Copy the Spark mailing-list thread below word for word, from its first line to its last.

■ EXTRACT TO READ:
_____

You are viewing a plain text version of this content. The canonical link for it is here.

Posted to user@spark.apache.org by Yana Kadiyska <ya...@gmail.com> on 2014/06/13 14:57:47 UTC

Master not seeing recovered nodes("Got heartbeat from unregistered worker ....")

Hi, I see this has been asked before but has not gotten any satisfactory
answer so I'll try again:

(here is the original thread I found:
http://mail-archives.apache.org/mod_mbox/spark-user/201403.mbox/%3C1394044078706-2312.post@n3.nabble.com%3E
)

I have a set of workers dying and coming back again. The master prints the
following warning:

"Got heartbeat from unregistered worker ...."

What is the solution to this -- rolling the master is very undesirable to
me as I have a Shark context sitting on top of it (it's meant to be highly
available).

Insights appreciated -- I don't think an executor going down is very
unexpected but it does seem odd that it won't be able to rejoin the working
set.

I'm running Spark 0.9.1 on CDH

Re: Master not seeing recovered nodes("Got heartbeat from unregistered worker ....")

Posted by Piotr Kołaczkowski <pk...@datastax.com>.

We are having the same problem. We're running Spark 0.9.1 in standalone
mode and on some heavy jobs workers become unresponsive and marked by
master as dead, even though the worker process is still running. Then they
never join the cluster again and cluster becomes essentially unusable until
we restart each worker.

We'd like to know:
1. Why worker can become unresponsive? Are there any well known config /
usage pitfalls that we could have fallen into? We're still investigating
the issue, but maybe there are some hints?

_____

■ RECORDS:
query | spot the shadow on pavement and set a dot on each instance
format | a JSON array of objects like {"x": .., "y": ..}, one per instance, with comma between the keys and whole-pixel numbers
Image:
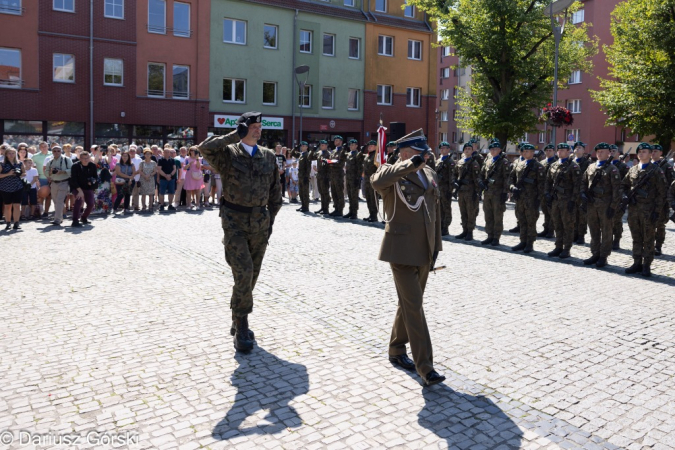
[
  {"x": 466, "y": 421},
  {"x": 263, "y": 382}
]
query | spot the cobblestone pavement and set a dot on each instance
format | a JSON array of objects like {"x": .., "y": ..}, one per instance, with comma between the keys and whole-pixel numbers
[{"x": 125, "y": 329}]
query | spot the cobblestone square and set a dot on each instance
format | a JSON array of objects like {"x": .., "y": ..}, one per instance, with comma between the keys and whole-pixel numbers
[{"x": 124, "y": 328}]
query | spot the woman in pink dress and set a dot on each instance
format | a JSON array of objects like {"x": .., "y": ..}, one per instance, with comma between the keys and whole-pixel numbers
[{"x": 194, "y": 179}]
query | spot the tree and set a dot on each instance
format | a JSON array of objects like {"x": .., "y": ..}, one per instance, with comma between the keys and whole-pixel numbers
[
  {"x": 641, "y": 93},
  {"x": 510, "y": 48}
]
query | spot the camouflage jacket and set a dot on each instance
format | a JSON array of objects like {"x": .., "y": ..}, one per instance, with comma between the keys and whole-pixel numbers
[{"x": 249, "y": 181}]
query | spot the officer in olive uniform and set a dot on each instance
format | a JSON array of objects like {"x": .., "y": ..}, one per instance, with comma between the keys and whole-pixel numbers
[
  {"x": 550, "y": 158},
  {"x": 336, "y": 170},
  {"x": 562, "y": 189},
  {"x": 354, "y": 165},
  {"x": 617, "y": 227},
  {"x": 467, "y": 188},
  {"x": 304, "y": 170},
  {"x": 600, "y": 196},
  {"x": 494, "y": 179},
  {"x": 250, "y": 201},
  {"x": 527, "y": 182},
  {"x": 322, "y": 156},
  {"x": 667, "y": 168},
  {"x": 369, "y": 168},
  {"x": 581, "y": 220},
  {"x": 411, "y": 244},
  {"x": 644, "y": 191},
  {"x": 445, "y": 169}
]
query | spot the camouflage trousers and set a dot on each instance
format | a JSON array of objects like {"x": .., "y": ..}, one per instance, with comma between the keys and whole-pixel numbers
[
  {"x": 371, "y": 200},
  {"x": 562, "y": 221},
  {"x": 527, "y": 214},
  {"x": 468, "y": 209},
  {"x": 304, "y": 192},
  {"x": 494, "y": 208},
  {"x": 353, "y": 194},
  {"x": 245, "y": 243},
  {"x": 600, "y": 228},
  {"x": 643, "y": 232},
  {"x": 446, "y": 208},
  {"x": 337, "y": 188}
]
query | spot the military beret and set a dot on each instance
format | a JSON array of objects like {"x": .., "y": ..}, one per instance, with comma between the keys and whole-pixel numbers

_____

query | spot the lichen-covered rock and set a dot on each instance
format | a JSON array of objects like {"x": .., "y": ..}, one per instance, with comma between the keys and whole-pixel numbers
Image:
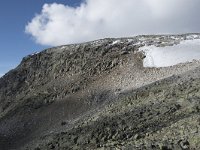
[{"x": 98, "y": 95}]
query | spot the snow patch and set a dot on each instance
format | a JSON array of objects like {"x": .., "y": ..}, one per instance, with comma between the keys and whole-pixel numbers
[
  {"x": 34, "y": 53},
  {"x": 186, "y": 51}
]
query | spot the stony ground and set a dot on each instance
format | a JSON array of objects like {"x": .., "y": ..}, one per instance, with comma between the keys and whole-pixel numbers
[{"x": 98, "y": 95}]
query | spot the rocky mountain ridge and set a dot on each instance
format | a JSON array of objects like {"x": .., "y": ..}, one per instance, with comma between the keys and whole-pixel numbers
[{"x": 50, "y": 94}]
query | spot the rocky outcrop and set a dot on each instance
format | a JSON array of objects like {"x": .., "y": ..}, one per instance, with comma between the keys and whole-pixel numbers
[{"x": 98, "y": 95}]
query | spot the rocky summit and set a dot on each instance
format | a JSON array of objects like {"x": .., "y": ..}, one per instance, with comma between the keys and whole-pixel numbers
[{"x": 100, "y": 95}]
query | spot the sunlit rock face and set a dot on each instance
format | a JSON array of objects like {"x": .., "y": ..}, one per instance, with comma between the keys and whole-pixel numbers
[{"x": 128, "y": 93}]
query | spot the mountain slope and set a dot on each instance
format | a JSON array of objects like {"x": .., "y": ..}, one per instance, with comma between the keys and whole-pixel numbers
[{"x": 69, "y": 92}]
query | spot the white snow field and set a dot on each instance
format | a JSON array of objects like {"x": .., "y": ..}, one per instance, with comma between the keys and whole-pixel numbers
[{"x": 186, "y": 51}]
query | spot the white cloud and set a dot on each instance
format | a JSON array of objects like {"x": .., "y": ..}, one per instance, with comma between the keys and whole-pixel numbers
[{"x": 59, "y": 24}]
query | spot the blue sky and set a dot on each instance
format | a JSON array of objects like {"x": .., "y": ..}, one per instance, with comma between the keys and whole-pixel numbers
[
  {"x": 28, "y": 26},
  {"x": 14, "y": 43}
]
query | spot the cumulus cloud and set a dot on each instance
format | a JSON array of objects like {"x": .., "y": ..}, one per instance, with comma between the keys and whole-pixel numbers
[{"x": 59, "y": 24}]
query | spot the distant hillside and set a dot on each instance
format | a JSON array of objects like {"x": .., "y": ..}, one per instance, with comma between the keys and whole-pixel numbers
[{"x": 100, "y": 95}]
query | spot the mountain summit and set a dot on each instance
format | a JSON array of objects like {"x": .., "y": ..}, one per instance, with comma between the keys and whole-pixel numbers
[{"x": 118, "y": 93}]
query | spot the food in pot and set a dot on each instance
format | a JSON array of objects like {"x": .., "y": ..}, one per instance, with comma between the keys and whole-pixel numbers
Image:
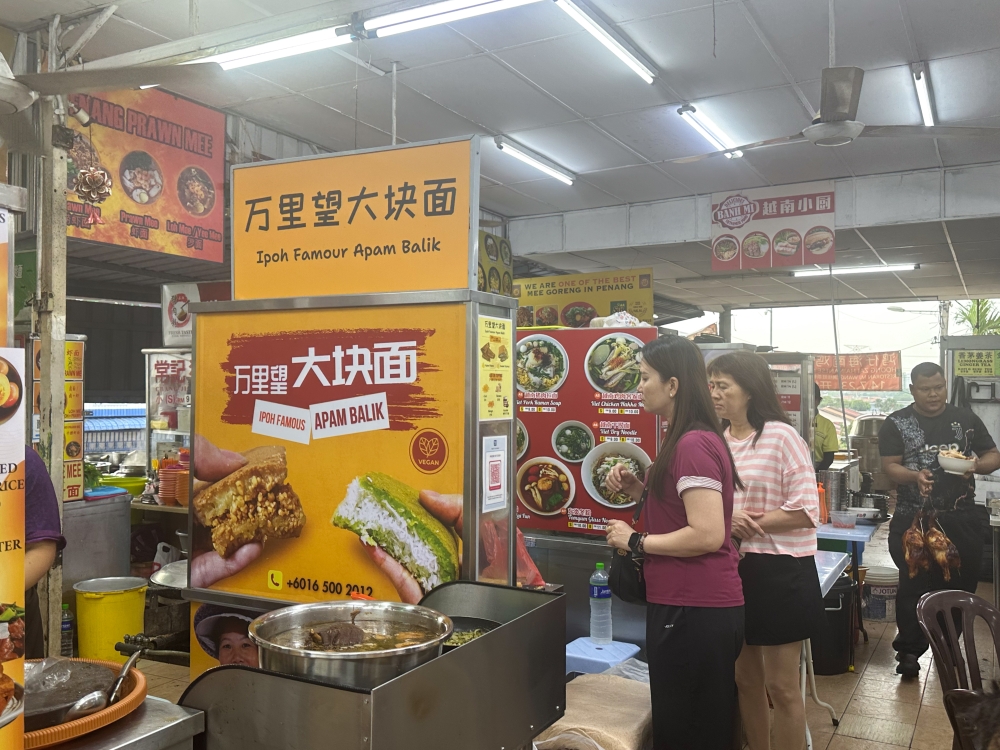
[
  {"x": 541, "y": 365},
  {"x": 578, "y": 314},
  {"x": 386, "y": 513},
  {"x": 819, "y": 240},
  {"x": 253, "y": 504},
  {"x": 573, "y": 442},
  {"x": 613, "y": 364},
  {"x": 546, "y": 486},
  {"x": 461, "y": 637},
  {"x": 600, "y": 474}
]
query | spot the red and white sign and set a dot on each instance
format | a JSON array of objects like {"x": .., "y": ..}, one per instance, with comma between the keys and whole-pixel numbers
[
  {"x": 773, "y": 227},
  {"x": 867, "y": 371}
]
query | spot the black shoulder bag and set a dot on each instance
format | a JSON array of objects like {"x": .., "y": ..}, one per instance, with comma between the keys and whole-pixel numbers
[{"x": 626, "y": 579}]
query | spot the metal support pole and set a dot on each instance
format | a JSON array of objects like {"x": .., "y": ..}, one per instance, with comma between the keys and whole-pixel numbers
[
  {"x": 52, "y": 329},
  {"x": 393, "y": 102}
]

_____

■ REPLY TO THE EXERCISE:
You are viewing a plain text version of this content. The canonical link for it is here.

Posted to user@spark.apache.org by Yana Kadiyska <ya...@gmail.com> on 2014/06/13 14:57:47 UTC

Master not seeing recovered nodes("Got heartbeat from unregistered worker ....")

Hi, I see this has been asked before but has not gotten any satisfactory
answer so I'll try again:

(here is the original thread I found:
http://mail-archives.apache.org/mod_mbox/spark-user/201403.mbox/%3C1394044078706-2312.post@n3.nabble.com%3E
)

I have a set of workers dying and coming back again. The master prints the
following warning:

"Got heartbeat from unregistered worker ...."

What is the solution to this -- rolling the master is very undesirable to
me as I have a Shark context sitting on top of it (it's meant to be highly
available).

Insights appreciated -- I don't think an executor going down is very
unexpected but it does seem odd that it won't be able to rejoin the working
set.

I'm running Spark 0.9.1 on CDH

Re: Master not seeing recovered nodes("Got heartbeat from unregistered worker ....")

Posted by Piotr Kołaczkowski <pk...@datastax.com>.

We are having the same problem. We're running Spark 0.9.1 in standalone
mode and on some heavy jobs workers become unresponsive and marked by
master as dead, even though the worker process is still running. Then they
never join the cluster again and cluster becomes essentially unusable until
we restart each worker.

We'd like to know:
1. Why worker can become unresponsive? Are there any well known config /
usage pitfalls that we could have fallen into? We're still investigating
the issue, but maybe there are some hints?